▶ **INSTRUCTION A**
Decide whether each statement agrees with the museum blog post below. Answer yes or no, and quote the words of the post that decide it. (i) The writer often goes to museums on Sundays. (ii) Getting to the Marmottan museum takes the writer around 45 minutes by public transport. (iii) The exhibition was one of the crowded blockbusters Paris is known for.
▶ **INSTRUCTION B**
Please print the passage of the museum blog post below that begins at the words "The Marmottan museum" and stops after "the 16th century?".

▶ **SELECTED EXTRACT**
▼▼▼

WE HAVE COME A LONG WAY, HAVE WE NOT?

It’s rare if ever that I go to a museum on a Sunday. To make it really different, a Sunday holiday of a long weekend. These last weeks though have been rather closed in and as the day turned out to be quite beautiful. Off I went expecting to face the crowds. 

The Marmottan museum (which we have visited together on several occasions) is on the other side of Paris and takes me around 45 minutes to get there by public transport.  The metro was crowded and people looked hot and flustered. It was not a good sign. A very good introduction to the exhibition I was going to see. « The Invention of Privacy » the toilette.

One of the things that really struck me when I arrived in Paris as a teenager, were the bodily smells. People did not shower, wash or bathe as we did in Australia. It’s difficult to believe that over the years when I was working, I needed to point out to certain members of my staff that it would be a good idea if they used a deodorant……I’m not joking as other product managers in the different groups couldn’t work with « the smell ». What must it have been like in the 16th century?

There were quite a few people in the exhibition but it was comfortable - in every way - as not one of those blockbusters which Paris is renowned for. The exhibition is « a petite perle ». There is something quite voluptuous, sensual and erotic about women « bathing » from the Renaissance onwards. Their bodies are round, veils are there to hide the over erotica and the cultural side of bathing, differs immensely from then, the 16th century to now.

▲▲▲

▶ **GIVEN MATERIAL**

▼▼▼

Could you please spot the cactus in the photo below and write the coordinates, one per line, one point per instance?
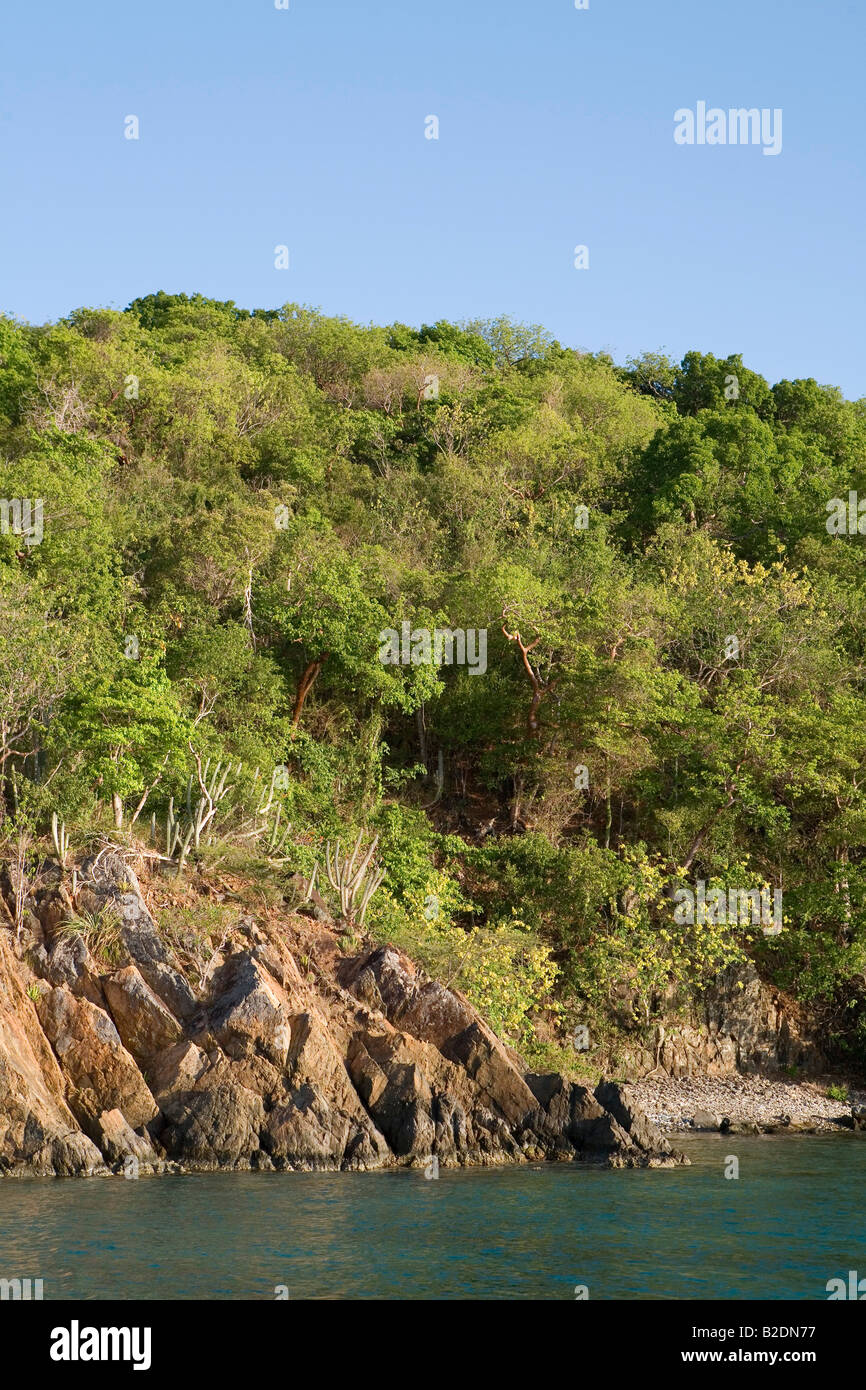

▲▲▲

▶ **COMPLETE ANSWER A**
(i) No: "It’s rare if ever that I go to a museum on a Sunday."
(ii) Yes: "takes me around 45 minutes to get there by public transport"
(iii) No: "not one of those blockbusters which Paris is renowned for"

▶ **COMPLETE ANSWER B**
The Marmottan museum (which we have visited together on several occasions) is on the other side of Paris and takes me around 45 minutes to get there by public transport.  The metro was crowded and people looked hot and flustered. It was not a good sign. A very good introduction to the exhibition I was going to see. « The Invention of Privacy » the toilette.

One of the things that really struck me when I arrived in Paris as a teenager, were the bodily smells. People did not shower, wash or bathe as we did in Australia. It’s difficult to believe that over the years when I was working, I needed to point out to certain members of my staff that it would be a good idea if they used a deodorant……I’m not joking as other product managers in the different groups couldn’t work with « the smell ». What must it have been like in the 16th century?